It’s time for all of us to “work smart”.  An ancient saying, “El Golpe Avisa: our mistakes teach us” is too often the way we respond to business needs. Today’s business and nonprofit worlds are pressure-filled with transformative changes, increasing demands, and diminishing resourcesEven in corporate America, there is no time to plan or strategize. We did have time to do the project again after the “quick fix” failed.  My years of experience as a consultant and hiring consultants have brought many lessons to spark strategic management decisions that are carefully considered and integrated into your company’s goals, structure and culture.

Let’s take the mystery out of the consultant hiring process.  Consultants can be invaluable to an organization, but they are not doctors or band-aids or an immediate “fix.”  Hiring and managing a consultant begins an active working relationship that merits careful consideration and planning from the inside out!   Not a form of speed dating or matchmaking, it is worth the time and preparation to build in success for everyone.

──────────────────────────────

#### Exercise aim
According to the passage on hiring consultants, what three things are consultants not? The lines that come next have no connection to the passage on hiring consultants.

──────────────────────────────

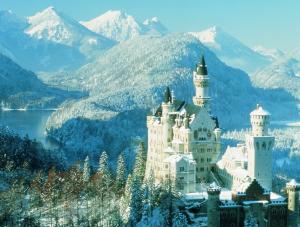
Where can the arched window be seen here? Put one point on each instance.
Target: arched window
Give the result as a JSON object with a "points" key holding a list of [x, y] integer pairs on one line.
{"points": [[264, 146], [195, 134]]}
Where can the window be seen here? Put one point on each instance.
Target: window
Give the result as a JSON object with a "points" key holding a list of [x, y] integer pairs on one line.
{"points": [[257, 145], [264, 146]]}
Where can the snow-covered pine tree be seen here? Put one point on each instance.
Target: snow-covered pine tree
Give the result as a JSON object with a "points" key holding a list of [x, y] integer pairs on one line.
{"points": [[124, 204], [140, 163], [121, 172], [104, 170], [136, 201], [180, 220], [86, 170]]}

──────────────────────────────

#### Your response
Doctors, band-aids, or an immediate "fix."